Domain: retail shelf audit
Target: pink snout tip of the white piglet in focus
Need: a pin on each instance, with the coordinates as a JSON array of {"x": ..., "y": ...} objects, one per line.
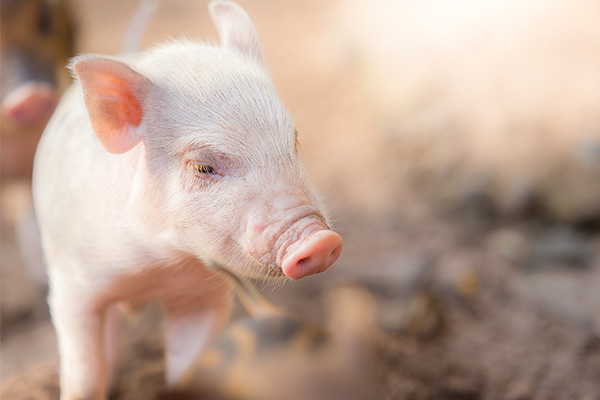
[{"x": 312, "y": 254}]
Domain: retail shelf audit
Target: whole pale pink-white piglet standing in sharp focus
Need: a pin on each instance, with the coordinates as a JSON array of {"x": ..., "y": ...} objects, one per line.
[{"x": 152, "y": 170}]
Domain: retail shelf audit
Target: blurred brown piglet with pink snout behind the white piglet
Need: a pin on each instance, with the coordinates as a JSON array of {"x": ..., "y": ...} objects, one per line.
[{"x": 36, "y": 40}]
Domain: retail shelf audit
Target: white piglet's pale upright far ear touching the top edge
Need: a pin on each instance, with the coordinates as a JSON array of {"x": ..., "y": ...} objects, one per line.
[{"x": 236, "y": 29}]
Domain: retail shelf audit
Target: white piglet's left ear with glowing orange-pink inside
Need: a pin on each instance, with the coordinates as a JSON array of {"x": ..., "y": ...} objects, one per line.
[{"x": 113, "y": 95}]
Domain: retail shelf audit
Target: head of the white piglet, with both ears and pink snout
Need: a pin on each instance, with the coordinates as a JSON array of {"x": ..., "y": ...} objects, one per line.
[{"x": 215, "y": 152}]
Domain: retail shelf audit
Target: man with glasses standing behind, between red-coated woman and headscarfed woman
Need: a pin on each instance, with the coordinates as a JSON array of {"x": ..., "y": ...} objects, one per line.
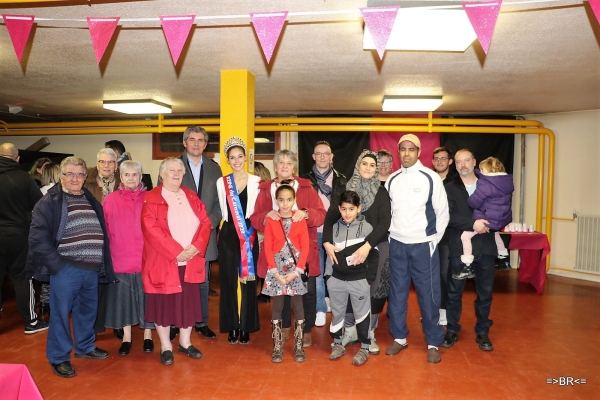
[{"x": 329, "y": 184}]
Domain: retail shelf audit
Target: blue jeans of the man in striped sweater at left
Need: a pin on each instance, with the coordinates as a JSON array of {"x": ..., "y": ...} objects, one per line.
[{"x": 73, "y": 290}]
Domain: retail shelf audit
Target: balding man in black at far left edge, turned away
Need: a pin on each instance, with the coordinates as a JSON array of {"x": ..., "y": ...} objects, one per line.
[{"x": 18, "y": 195}]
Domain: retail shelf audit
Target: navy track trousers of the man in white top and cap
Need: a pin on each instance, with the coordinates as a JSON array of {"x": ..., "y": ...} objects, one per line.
[{"x": 419, "y": 262}]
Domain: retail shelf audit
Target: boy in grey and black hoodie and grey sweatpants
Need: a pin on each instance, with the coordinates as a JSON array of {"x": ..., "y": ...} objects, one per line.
[{"x": 345, "y": 279}]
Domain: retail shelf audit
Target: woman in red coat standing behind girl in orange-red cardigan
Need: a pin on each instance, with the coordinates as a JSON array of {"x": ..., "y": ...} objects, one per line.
[{"x": 309, "y": 207}]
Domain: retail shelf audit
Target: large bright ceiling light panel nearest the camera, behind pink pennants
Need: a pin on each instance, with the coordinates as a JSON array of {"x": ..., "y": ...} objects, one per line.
[{"x": 417, "y": 29}]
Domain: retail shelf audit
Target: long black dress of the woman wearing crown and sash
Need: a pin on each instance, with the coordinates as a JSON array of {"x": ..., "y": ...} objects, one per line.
[{"x": 229, "y": 265}]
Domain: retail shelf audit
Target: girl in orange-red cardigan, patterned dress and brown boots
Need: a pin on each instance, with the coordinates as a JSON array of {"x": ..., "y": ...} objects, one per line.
[{"x": 286, "y": 247}]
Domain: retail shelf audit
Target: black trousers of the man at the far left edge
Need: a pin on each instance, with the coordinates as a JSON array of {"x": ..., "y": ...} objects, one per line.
[{"x": 14, "y": 246}]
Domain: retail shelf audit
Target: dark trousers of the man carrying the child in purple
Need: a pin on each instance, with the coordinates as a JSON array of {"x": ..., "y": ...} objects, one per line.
[{"x": 484, "y": 285}]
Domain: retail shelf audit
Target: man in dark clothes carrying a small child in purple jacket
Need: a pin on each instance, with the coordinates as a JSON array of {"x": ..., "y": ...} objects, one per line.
[{"x": 484, "y": 249}]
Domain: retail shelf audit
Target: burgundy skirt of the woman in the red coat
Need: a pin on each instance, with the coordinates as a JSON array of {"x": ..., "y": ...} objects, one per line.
[{"x": 181, "y": 309}]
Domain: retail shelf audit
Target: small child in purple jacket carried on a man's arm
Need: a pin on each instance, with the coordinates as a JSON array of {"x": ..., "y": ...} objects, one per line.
[{"x": 491, "y": 201}]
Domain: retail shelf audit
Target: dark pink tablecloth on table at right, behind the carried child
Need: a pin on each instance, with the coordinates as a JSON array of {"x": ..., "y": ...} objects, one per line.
[{"x": 533, "y": 249}]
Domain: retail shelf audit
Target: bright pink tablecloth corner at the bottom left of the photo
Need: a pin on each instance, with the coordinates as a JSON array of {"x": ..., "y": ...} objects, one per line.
++++++++++++++++++++
WORK INSTRUCTIONS
For this exercise, transcribe the data above line by line, exactly, with pictures omitted.

ANSWER SPACE
Domain: retail shelf audit
Target: pink snout tip of the white piglet in focus
Need: a pin on each instance, with the coordinates as a JSON array of {"x": ..., "y": ...} objects, one per line.
[{"x": 312, "y": 254}]
Domain: retail shelf audit
Target: whole pale pink-white piglet standing in sharp focus
Need: a pin on each instance, with the coordinates as a JSON array of {"x": ..., "y": ...} objects, one per line.
[{"x": 152, "y": 170}]
Domain: retail shelf audit
Target: blurred brown piglet with pink snout behind the white piglet
Need: a pin on each instance, with the coordinates as a JSON array of {"x": ..., "y": ...} objects, one per line.
[{"x": 36, "y": 40}]
Domain: retail shelf audit
Target: white piglet's pale upright far ear touching the top edge
Need: a pin on each instance, with the coordinates as a JSON array of {"x": ..., "y": ...} objects, one per line.
[{"x": 236, "y": 29}]
Domain: retail shelf audit
Target: white piglet's left ear with glowing orange-pink inside
Need: a pin on each instance, with the coordinates as a JSON array of {"x": ..., "y": ...} objects, one per line.
[{"x": 113, "y": 95}]
Domain: retail shelf audit
Target: head of the white piglet, with both ears and pink snout
Need: a pin on each instance, with the coordinates as a JSON array of {"x": ..., "y": ...} objects, one per line.
[{"x": 215, "y": 152}]
Domain: retail shelf audit
Target: man with glasses standing behind, between red-coated woman and headscarfed woman
Need: a pin on each instance, with the coordinates as a JSON array of {"x": ..., "y": ...} objects, one per line.
[{"x": 329, "y": 184}]
Domain: retail shelf audit
Target: blue jeans of the man in striped sweater at left
Need: a pin on each instance, with the coordinates as a JSON array of {"x": ..., "y": ...} objects, one per line.
[{"x": 73, "y": 290}]
Domain: retail shelf audit
Target: balding man in black at far left edge, turned away
Need: a pin on each instance, with the coordinates as a JSON array of {"x": ..., "y": ...} objects, one per line.
[{"x": 18, "y": 195}]
Domain: retail shelf audit
Target: navy track trousers of the man in white top and cap
Need: a pin on each instance, with the coordinates as a JSON array of {"x": ..., "y": ...} objects, one per line.
[{"x": 419, "y": 262}]
Domain: retail shelf audit
Target: boy in grey and black hoodie and grey sweatpants
Need: a pin on each instance, with the coordinates as a JSON array of {"x": ..., "y": ...} objects, one per line.
[{"x": 345, "y": 279}]
Domain: retail shelf audit
Target: woman in red coat standing behind girl in orange-red cardigan
Need: a pin on each instance, with the coordinates as a JSON array of {"x": ..., "y": ...} objects, one per line.
[{"x": 309, "y": 207}]
Domain: retail shelf audit
Target: large bright ceiling light panel nearest the camera, behind pink pennants
Need: a pin on each instance, with the coordinates as a JSON array of {"x": ..., "y": ...} objects, one per line.
[{"x": 417, "y": 29}]
Domain: retail shelf audit
Target: long black dress of the woman wearing crown and sash
Need: a pin on each instance, with the coordinates as a JSON array of {"x": ..., "y": ...} objects, one per line.
[{"x": 229, "y": 265}]
Domain: retail shelf audit
Target: girl in orange-red cardigan, patterned dress and brown boots
Need: a pin on each instance, with the coordinates as a JSON array of {"x": ..., "y": ...} objects, one per line.
[{"x": 286, "y": 247}]
Domain: retail shelf audit
Target: black trousers of the man at the far left edge
Need: a pin on each instance, with the coordinates as a JSON array of {"x": ..., "y": ...} objects, one per line.
[{"x": 14, "y": 246}]
Domain: retail shelf audit
Target: dark trousers of the man carrying the child in purple
Need: a pin on each instance, with the coordinates as a JSON array of {"x": ..., "y": ...} objects, one per line.
[{"x": 484, "y": 285}]
Domain: retail shelf audit
Target: man in dark clothes carrying a small child in purple jacket
Need: a pin on each instance, with the coordinates as a JSON array of {"x": ..., "y": ...} objects, one per line.
[{"x": 484, "y": 249}]
Domain: retail shelf audit
Target: burgundy skirt of the woman in the red coat
Need: a pin on each instance, with the coordinates as a JSON array of {"x": ..., "y": ...} objects, one per line.
[{"x": 181, "y": 309}]
Domain: retail shelf audit
Target: small child in purple jacket carried on a man's arm
Need: a pin on each instance, with the coordinates as a JSON array of {"x": ..., "y": ...} objects, one per line.
[{"x": 491, "y": 201}]
Domain: retail shelf audit
Target: dark pink tablecloth on table at right, behind the carried child
Need: a pin on each instance, with the coordinates as a JSON array of {"x": ..., "y": ...} objects, one per line.
[{"x": 533, "y": 249}]
Domain: retail shelf audit
Target: bright pink tablecloth corner at the bottom left of the photo
Need: a pin on each instance, with the coordinates as a JSON array of {"x": ..., "y": ...} objects, one per line.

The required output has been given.